(TO BE DONE):
Gather every line of the items below that contains the word "stone" and copy each one in full. Case counts.
## BEGIN INPUT RECORDS
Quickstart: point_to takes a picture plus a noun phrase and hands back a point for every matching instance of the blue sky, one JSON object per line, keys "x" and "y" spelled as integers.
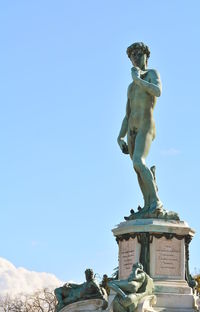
{"x": 64, "y": 74}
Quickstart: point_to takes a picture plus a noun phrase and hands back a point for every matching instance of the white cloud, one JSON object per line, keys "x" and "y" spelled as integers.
{"x": 170, "y": 152}
{"x": 20, "y": 280}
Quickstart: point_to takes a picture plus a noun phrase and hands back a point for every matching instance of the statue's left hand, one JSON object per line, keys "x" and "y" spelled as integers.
{"x": 135, "y": 73}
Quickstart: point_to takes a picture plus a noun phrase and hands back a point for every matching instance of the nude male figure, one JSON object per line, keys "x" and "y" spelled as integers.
{"x": 138, "y": 123}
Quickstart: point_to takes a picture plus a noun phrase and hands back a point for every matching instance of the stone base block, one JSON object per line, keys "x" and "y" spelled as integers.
{"x": 172, "y": 286}
{"x": 84, "y": 306}
{"x": 179, "y": 302}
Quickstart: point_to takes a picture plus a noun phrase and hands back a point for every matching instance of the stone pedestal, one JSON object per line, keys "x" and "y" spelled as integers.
{"x": 84, "y": 306}
{"x": 163, "y": 249}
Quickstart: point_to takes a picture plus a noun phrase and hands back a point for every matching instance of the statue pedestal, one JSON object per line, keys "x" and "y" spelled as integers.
{"x": 163, "y": 249}
{"x": 84, "y": 306}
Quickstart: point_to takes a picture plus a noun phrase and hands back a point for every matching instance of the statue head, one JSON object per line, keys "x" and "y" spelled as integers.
{"x": 136, "y": 269}
{"x": 89, "y": 275}
{"x": 138, "y": 53}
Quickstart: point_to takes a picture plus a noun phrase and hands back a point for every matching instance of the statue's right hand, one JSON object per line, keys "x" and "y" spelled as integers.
{"x": 123, "y": 146}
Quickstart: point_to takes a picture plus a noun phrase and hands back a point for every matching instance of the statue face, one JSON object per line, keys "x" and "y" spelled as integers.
{"x": 89, "y": 275}
{"x": 138, "y": 58}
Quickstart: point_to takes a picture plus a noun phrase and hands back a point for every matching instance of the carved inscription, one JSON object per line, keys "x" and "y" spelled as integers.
{"x": 127, "y": 252}
{"x": 168, "y": 257}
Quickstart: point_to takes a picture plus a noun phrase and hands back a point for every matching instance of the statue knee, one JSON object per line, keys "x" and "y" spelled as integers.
{"x": 138, "y": 165}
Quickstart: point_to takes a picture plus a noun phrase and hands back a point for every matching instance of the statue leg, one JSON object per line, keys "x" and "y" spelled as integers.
{"x": 141, "y": 149}
{"x": 131, "y": 146}
{"x": 59, "y": 296}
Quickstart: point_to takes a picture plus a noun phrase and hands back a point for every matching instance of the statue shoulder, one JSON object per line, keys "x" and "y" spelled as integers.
{"x": 153, "y": 73}
{"x": 129, "y": 88}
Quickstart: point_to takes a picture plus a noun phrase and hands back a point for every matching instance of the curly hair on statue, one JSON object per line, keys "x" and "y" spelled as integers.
{"x": 138, "y": 46}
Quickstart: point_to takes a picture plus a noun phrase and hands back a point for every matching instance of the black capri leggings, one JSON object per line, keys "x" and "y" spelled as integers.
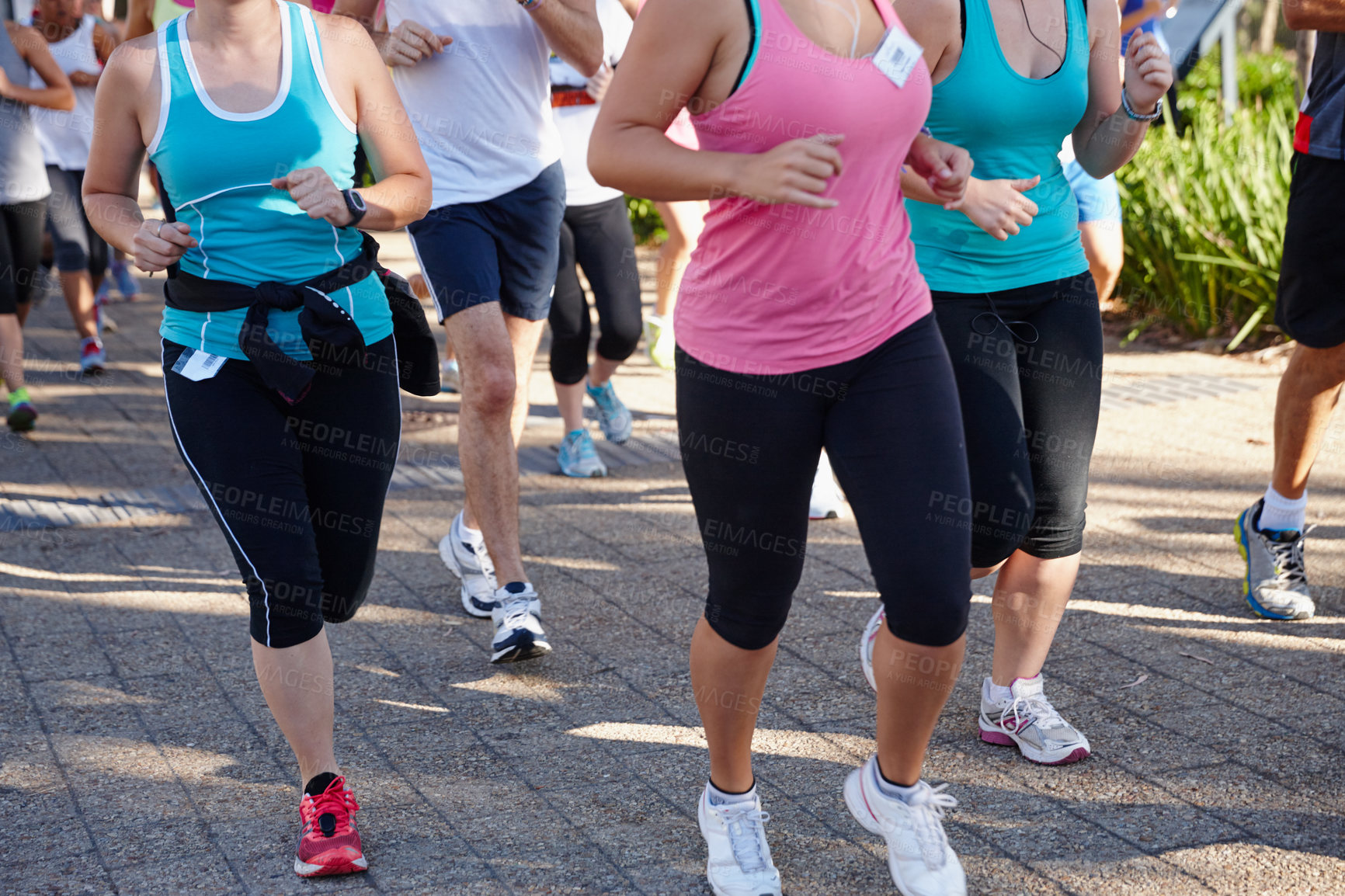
## END INPUT RECORDS
(REPLY):
Quickstart: point_to takes a picture plus a noun phrase and hands back a point for every matching instance of the stone base block, one JSON object per line, keys "x" and "y" spelled as integers.
Quickstart: point_to takes a picture plus a noun phrase and hands back a point for every matching instance of the stone pedestal, one JSON object per line, keys "x" and "y" spelled as integers.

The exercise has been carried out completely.